BEGIN DOCUMENT
As Livingston became more of a cultural figure, he seemingly took an interest in leading people away from the tramp life. His books would often begin with a warning, telling readers, "Wandering, once it becomes a habit, is almost incurable, so NEVER RUN AWAY, but STAY AT HOME, as a roving lad usually ends in becoming a confirmed tramp." He then finished, saying this "pitiful existence" would likely end with any would-be tramp in a "pauper's grave." These warnings could be a well-meaning public service announcement, although scholars say they can also be read as Livingston's attempt to enhance the danger of the lifestyle to create even more intrigue about his exploits (and sell more books).

Always a showman, Livingston understood publicity as well as any celebrity at the time; in his travels he would often seek out local reporters, becoming the subject of numerous newspaper articles and magazine interviews around the country. Taking pride in his exploits, he carried a scrapbook of his journeys around with him, which included personalized letters and autographs from notable figures such as Thomas Edison, George Dewey, Theodore Roosevelt, and William Howard Taft.

His influence among the community was far-reaching, even capturing the imagination of a young Jack London, author of White Fang and The Call of the Wild, during his formative years. London had reached out to Livingston about his lifestyle in the late 19th century, and the two adventured together, as chronicled in Livingston's book From Coast to Coast with Jack London, which was published in 1917, a year after London's death.

Despite the freight-hopping and steamer trips and odd jobs, Livingston wasn't hurting for money; for him, hoboing was a spiritual necessity, not a financial one. When he would seek some stability during his travels, he could often be found staying at Mrs. Cunningham's Boarding House in Cambridge Springs, Pennsylvania, where he would write many of his books. In The Ways of the Hobo, he claimed the house became "a veritable Mecca to chronic hoboes," including old friends like "Hobo Mike" and "Denver Johnny," who sought out his counsel and companionship.

In 1914, Livingston married a woman named Mary Trohoske (sometimes spelled Trohoski), and he settled down—as best a tramp could—in a house in Erie, Pennsylvania. His later years were spent working various jobs—including at electric and steel companies around Erie, though one source places him in real estate. While he stayed relatively put in his later years, Livingston did travel the lecture circuit to speak out against the lifestyle that defined him. With the country in the throes of the Great Depression, the warnings Livingston wrote about the hobo lifestyle in each of his books had transformed into full-on speeches against tramping. (Sadly, his lectures don't seem to have survived.)

Rumors persist about Livingston's final days. Some claim that he continued his traveling ways toward the end, dying in a train wreck in Houston, Texas, in 1944, but this is likely confusion with a 1912 wreck that killed one of his impersonators. According to most accounts, Livingston passed away due to heart failure in his home on April 5, 1944 around age 71, with his wife by his side. But for a man who lived to mythologize his own story, a little ambiguity about his end is only fitting.

Livingston's fame has waned significantly since the first quarter of the 20th century. He's only re-emerged in the mainstream a few times, most notably when Lee Marvin played A-No. 1 in the 1973 movie Emperor of the North, based on Livingston's travels with Jack London and on London's own book The Road. Though little-remembered now, Livingston was part of a fleeting moment in American history—a time when the country was getting the first real glimpse of itself as an interconnected nation, and when someone who lived by wandering could be the stuff of folklore.
END DOCUMENT
BEGIN MATERIAL SHOWN
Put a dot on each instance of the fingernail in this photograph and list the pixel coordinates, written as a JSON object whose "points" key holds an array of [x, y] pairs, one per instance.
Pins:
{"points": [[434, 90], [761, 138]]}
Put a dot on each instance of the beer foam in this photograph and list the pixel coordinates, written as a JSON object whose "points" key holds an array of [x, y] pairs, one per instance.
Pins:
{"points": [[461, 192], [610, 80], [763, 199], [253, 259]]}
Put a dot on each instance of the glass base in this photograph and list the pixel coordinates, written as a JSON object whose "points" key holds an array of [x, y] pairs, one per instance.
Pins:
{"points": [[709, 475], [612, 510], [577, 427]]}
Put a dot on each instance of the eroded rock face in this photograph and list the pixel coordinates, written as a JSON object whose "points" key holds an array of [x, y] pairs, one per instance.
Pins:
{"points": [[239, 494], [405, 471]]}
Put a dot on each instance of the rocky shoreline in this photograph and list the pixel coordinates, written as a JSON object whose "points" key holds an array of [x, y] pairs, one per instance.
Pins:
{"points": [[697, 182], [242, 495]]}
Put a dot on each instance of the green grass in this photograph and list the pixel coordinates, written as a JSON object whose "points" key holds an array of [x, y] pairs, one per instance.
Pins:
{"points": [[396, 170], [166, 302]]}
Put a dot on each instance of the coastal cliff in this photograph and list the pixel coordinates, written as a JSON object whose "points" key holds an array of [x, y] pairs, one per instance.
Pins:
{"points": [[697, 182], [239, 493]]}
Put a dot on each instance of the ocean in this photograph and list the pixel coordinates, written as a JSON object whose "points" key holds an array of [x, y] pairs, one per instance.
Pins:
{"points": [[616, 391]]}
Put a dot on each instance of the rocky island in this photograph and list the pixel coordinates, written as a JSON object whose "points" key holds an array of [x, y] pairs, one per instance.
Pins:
END MATERIAL SHOWN
TASKS FOR THIS EXERCISE:
- A) From the Livingston article above the data, print everything from "In 1914, Livingston" down to "to have survived.)".
- B) In the Livingston article, where did Livingston often stay and write many of his books when he wanted some stability during his travels?

WORKED SOLUTIONS:
- A)
In 1914, Livingston married a woman named Mary Trohoske (sometimes spelled Trohoski), and he settled down—as best a tramp could—in a house in Erie, Pennsylvania. His later years were spent working various jobs—including at electric and steel companies around Erie, though one source places him in real estate. While he stayed relatively put in his later years, Livingston did travel the lecture circuit to speak out against the lifestyle that defined him. With the country in the throes of the Great Depression, the warnings Livingston wrote about the hobo lifestyle in each of his books had transformed into full-on speeches against tramping. (Sadly, his lectures don't seem to have survived.)

- B) Mrs. Cunningham's Boarding House in Cambridge Springs, Pennsylvania.